Requirement:
Locate the line containing "the front wheel" in the material below; repeat it and every line after it, exactly as written.

Saved entries:
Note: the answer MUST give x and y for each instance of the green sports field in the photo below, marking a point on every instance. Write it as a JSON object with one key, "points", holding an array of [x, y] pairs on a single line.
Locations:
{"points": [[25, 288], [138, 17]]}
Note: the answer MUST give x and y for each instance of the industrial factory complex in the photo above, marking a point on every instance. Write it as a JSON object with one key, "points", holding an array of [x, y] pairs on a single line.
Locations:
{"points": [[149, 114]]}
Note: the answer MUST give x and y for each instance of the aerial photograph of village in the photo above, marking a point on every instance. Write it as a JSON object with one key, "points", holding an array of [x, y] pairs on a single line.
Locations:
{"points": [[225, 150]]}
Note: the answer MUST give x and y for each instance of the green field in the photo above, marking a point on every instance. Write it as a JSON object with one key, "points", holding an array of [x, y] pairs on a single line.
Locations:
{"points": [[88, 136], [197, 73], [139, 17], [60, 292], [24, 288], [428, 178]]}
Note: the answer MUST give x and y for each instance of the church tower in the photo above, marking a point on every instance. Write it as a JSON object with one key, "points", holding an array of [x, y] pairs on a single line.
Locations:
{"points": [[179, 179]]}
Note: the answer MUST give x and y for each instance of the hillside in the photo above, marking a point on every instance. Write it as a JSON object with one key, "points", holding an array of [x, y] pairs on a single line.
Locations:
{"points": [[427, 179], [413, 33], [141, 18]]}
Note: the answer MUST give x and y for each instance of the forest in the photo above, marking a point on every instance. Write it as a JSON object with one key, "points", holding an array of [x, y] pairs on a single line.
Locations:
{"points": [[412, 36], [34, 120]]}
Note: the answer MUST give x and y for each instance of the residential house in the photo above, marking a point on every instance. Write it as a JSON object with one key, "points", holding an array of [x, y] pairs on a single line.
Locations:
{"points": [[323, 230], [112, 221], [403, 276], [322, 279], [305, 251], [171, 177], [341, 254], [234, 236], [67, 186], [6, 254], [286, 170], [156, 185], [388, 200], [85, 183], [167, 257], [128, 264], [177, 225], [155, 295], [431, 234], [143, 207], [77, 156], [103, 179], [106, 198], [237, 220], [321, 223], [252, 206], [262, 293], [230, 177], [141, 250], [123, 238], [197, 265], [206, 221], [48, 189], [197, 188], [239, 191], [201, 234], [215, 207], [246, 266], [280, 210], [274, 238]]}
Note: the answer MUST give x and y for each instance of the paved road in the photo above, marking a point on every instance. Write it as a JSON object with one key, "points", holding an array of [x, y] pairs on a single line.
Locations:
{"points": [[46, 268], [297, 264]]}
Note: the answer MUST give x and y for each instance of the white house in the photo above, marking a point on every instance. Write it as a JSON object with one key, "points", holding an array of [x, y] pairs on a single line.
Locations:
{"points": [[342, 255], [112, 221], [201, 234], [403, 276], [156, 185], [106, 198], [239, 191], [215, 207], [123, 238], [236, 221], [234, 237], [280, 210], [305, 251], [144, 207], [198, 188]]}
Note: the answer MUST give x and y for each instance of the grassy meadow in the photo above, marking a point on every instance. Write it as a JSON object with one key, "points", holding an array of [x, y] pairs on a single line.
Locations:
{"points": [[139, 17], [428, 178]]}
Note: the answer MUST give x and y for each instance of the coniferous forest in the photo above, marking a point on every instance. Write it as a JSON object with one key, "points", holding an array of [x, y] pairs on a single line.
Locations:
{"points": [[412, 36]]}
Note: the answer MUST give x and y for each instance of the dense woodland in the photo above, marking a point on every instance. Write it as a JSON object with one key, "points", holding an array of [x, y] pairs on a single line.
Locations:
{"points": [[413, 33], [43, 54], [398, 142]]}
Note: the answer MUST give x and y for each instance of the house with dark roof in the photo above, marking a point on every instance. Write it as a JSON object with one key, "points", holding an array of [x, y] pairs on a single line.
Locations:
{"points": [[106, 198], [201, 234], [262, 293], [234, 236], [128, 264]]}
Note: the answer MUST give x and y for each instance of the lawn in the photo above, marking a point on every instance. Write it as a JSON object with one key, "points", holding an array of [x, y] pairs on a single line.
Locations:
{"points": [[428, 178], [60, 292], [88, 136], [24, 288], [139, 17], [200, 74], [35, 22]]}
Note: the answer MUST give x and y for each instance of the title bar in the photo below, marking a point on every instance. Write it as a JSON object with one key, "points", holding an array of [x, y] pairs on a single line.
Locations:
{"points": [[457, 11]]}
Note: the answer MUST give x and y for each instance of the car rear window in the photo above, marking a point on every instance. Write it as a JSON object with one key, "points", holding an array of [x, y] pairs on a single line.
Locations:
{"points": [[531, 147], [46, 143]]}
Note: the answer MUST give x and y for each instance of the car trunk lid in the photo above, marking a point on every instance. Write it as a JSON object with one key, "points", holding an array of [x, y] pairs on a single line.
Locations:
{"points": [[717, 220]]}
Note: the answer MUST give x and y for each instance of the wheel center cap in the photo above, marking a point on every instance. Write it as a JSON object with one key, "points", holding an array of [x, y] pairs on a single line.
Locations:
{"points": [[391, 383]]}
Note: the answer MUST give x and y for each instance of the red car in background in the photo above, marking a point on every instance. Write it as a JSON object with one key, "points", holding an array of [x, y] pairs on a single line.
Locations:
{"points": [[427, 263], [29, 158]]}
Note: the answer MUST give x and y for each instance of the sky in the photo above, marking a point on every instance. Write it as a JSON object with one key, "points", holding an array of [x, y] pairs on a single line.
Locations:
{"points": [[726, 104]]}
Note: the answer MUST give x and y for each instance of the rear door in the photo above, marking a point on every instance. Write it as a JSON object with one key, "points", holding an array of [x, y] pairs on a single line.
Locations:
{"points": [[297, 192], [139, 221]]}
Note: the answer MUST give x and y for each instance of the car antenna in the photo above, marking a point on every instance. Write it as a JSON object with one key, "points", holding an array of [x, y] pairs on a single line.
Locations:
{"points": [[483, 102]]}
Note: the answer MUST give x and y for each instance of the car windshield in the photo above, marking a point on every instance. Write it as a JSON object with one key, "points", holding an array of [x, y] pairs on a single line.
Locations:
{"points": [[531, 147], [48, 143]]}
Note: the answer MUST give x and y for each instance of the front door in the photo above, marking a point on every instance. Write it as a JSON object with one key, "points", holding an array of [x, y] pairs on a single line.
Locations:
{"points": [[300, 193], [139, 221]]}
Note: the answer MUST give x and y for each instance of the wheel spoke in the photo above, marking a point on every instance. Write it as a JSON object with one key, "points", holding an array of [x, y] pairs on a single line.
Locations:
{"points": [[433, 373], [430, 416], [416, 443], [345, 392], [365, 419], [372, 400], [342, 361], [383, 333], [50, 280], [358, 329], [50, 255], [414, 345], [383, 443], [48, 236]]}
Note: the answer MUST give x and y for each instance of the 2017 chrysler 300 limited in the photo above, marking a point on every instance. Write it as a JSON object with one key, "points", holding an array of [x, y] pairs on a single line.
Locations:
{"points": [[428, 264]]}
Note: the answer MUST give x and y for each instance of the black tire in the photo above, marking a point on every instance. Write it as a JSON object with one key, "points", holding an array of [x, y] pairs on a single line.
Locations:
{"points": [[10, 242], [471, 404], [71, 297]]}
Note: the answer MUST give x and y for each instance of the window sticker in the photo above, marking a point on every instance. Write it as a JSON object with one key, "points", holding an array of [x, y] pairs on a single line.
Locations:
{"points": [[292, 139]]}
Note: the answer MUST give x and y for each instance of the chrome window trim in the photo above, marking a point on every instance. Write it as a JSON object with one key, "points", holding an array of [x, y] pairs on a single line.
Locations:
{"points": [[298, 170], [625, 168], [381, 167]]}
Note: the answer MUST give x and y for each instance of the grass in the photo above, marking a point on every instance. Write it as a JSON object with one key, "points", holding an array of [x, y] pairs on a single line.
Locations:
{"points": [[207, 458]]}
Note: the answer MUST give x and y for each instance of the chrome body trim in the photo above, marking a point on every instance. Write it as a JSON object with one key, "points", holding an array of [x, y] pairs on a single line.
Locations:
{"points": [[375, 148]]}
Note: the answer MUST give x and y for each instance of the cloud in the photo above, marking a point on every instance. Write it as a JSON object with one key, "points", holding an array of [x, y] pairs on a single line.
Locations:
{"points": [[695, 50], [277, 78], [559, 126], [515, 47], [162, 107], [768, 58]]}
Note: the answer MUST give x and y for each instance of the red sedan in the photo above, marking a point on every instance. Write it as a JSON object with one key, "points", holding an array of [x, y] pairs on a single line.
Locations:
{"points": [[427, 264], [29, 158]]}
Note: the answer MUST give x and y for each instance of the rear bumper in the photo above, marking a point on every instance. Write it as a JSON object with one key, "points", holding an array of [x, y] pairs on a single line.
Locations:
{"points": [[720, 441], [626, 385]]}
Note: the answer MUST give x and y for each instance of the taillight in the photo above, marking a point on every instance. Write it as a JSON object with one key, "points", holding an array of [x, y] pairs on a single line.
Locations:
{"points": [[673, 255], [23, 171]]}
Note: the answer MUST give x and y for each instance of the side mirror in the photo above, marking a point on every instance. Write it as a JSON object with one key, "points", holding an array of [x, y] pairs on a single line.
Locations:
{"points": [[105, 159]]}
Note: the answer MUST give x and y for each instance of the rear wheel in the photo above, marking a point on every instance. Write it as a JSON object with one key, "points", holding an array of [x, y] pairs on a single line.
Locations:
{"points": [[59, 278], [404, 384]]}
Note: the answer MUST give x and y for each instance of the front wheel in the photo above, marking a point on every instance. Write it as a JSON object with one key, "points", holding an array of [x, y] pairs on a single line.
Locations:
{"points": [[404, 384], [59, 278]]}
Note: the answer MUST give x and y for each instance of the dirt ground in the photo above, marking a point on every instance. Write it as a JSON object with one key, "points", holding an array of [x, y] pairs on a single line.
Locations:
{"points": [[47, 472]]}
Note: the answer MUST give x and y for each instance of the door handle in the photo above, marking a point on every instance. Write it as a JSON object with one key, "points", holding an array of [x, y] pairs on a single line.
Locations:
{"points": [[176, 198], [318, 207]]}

The reply:
Note: the answer MUST give x and y for each instance of the front wheel in the photo above, marking a point on every instance. Write it as a JSON object with one key, "points", holding an array of [x, y] pairs on a single line.
Locations:
{"points": [[404, 384], [59, 278]]}
Note: the answer MUST give x and y for each instance of the dirt ground in the photo above, marking a point on every instance. Write it as a JSON object with one key, "points", holding an array of [x, y] pairs on a single line.
Locations:
{"points": [[47, 472]]}
Note: the answer MUST give x and y for each instance of the door handle in the photo above, marking a point on every instance. Write it as a JSON object with one key, "points", holding an array of [x, y] pairs on a single line.
Locations:
{"points": [[176, 198], [318, 207]]}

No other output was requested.